__TEXT SEGMENT__.
Ken Arnold led the team that established Wellcome Collection in 2007. As Head of Public Programmes for much of the past decade, he’s had a unique view of the exhibitions, live events and activities on offer. Here he shares 10 of his most memorable exhibits and events.
1. Jennifer Sutton’s ‘old’ heart
This was shown in our first exhibition - The Heart - in 2007. Jennifer Sutton was a transplant patient, who amazingly came in to visit the show and look at her own heart, removed and replaced with a transplanted one only a few months before.
2. Stuffed Shrew
The stuffed shrew was also shown in the Heart exhibition. I think I’m right in saying that shrews have one of the smallest and fastest-beating hearts among mammals. We bought this one online and, after the show was over, I kept it for the cabinet of curiosities I’ve gathered over the years.
3. Sleep Patterns of a New-Born Baby
We displayed an image of sleep patterns in the Sleeping and Dreaming exhibition. Most parents who remember those first few alarming weeks of sleep madness would empathise with the seeming randomness indicating when a baby decides it’s time to wake and feed. The more settled patterns that shows up in later months provides some sort of compensation I guess.
4. Images of Spiders' Webs
The spiders were under the influence of caffeine, alcohol and other mind-altering drugs when they made the webs. These images were shown in our High Society exhibition. The caffeine one seemed particularly inspired in a free-form sort of way.
5. An ‘awake craniotomy’
This was part of a collaboration with Channel 4 for a 'live surgery’ series. The audience in our auditorium that evening mostly sat in awed silence as we watched a patient still awake talking to the surgeon who was carefully removing parts of his brain. The images were beamed live to Wellcome Collection from a hospital in Southampton. Mind blowing in every sense of the term.
6. Forensic Doll's House
In the 1940s and 1950s Frances Glessner Lee, nicknamed “the mother of forensic investigation”, made miniature models based on crime scene information to investigate how they happened, and crucially who did it. We borrowed one from America for our Forensics: the anatomy of crime show. Though beguilingly beautiful and seemingly an ideal children’s toy, visitors who looked at it with care gradually gathered that it was in fact a crucial tool in the comprehension of a gruesome case of murder.
7. Skeleton With a Green Skull
The skull is green because it was buried underneath the mint in London and the leaching of copper from the coinage turned it that colour. This exhibit from the Skeletons exhibition can currently be seen in Bristol where the show is touring – an exhibition where some wandering London skeletons have met up with others from the West Country, and between them show the wide variety of insights that groups of researchers can reveal by studying the bones of our ancestors.

__WORK INSTRUCTION A__. From the piece on memorable Wellcome Collection exhibits, reproduce the passage between "Ken Arnold led" and "over the years.", inclusive.
__WORK INSTRUCTION B__. Pick up the piece on memorable Wellcome Collection exhibits right after its final sentence and carry it forward.
The records that follow have no connection to the Wellcome Collection exhibits piece above.

__ENTRIES PROVIDED__.
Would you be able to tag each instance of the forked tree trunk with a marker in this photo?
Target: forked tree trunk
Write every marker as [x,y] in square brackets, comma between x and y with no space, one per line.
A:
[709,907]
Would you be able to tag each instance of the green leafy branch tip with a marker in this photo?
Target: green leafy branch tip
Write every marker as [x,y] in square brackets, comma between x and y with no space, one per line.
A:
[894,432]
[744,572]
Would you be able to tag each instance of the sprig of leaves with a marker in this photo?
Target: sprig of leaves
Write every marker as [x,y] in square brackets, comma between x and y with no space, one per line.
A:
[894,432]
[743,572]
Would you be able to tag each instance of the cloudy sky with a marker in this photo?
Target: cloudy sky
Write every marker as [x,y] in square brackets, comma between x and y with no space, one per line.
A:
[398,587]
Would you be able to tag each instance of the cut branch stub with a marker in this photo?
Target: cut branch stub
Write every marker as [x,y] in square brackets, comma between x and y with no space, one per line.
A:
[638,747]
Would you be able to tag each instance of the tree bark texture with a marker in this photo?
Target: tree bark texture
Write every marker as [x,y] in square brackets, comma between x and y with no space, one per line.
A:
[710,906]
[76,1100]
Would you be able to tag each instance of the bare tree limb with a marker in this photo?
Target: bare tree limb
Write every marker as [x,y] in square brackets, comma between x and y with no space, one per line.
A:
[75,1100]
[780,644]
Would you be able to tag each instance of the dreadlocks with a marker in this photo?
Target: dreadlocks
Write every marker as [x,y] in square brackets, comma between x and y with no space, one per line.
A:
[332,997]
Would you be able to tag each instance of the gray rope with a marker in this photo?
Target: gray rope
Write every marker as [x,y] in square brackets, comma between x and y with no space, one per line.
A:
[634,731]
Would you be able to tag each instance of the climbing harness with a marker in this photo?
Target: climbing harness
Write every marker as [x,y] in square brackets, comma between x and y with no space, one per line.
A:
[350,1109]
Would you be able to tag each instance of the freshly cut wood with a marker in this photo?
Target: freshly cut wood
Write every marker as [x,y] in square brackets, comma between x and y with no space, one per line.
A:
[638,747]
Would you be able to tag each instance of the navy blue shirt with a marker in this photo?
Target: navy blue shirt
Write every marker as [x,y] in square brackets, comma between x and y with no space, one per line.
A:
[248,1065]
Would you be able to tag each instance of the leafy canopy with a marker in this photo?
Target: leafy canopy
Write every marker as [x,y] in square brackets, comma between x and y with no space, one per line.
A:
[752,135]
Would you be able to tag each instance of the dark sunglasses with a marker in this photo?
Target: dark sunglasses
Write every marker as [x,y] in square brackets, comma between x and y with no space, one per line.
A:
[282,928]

__EXPECTED OUTPUT A__.
Ken Arnold led the team that established Wellcome Collection in 2007. As Head of Public Programmes for much of the past decade, he’s had a unique view of the exhibitions, live events and activities on offer. Here he shares 10 of his most memorable exhibits and events.
1. Jennifer Sutton’s ‘old’ heart
This was shown in our first exhibition - The Heart - in 2007. Jennifer Sutton was a transplant patient, who amazingly came in to visit the show and look at her own heart, removed and replaced with a transplanted one only a few months before.
2. Stuffed Shrew
The stuffed shrew was also shown in the Heart exhibition. I think I’m right in saying that shrews have one of the smallest and fastest-beating hearts among mammals. We bought this one online and, after the show was over, I kept it for the cabinet of curiosities I’ve gathered over the years.

__EXPECTED OUTPUT B__.
8. Make a Piano in Spain
We worked with the artist John Newling who asked people in the Euston area what they did to make themselves feel better. He collected hundreds of wildly different answers to this seemingly simple question that he then analysed, pulled apart, and then put back together in new sentences with an eye to mystery and poetry as well as well-being (hence ‘making a piano in Spain’). He read out all the answers verbatim at a performance and also published a yellow artist's book.
9. Sex Related Devices
Early 20th century Japanese sex aids are displayed next to a 19th century British anti-masturbation device in our permanent exhibition - Medicine Man, and well, the juxtaposition says a lot doesn’t it…
10. Neil Bartlett's Sex Survey
And sticking to the subject of sex, my last item would be the new sex survey that artist and playwright Neil Bartlett created for our Institute of Sexology exhibition. The key ‘tool’ for those studying sex is the questionnaire. So we asked Neil to make a new one and his response was to set out a form with the last question requesting new questions from visitors. His questionnaire changed throughout the show, with its final version being based purely on visitors' own questions. The thousands of forms filled in generated fascinating results and a real depth of research interest. They’ve been archived in the Wellcome Library for researchers to use in the future.
About the contributors
Ken Arnold shares his time between two roles: in London as Creative Director at the Wellcome Trust and in Copenhagen where he is a professor at the university and Creative Director of the Medical Museion. His work at Wellcome focusses on international cultural collaborations and on the capacity for Wellcome Collection to host unusual types of research.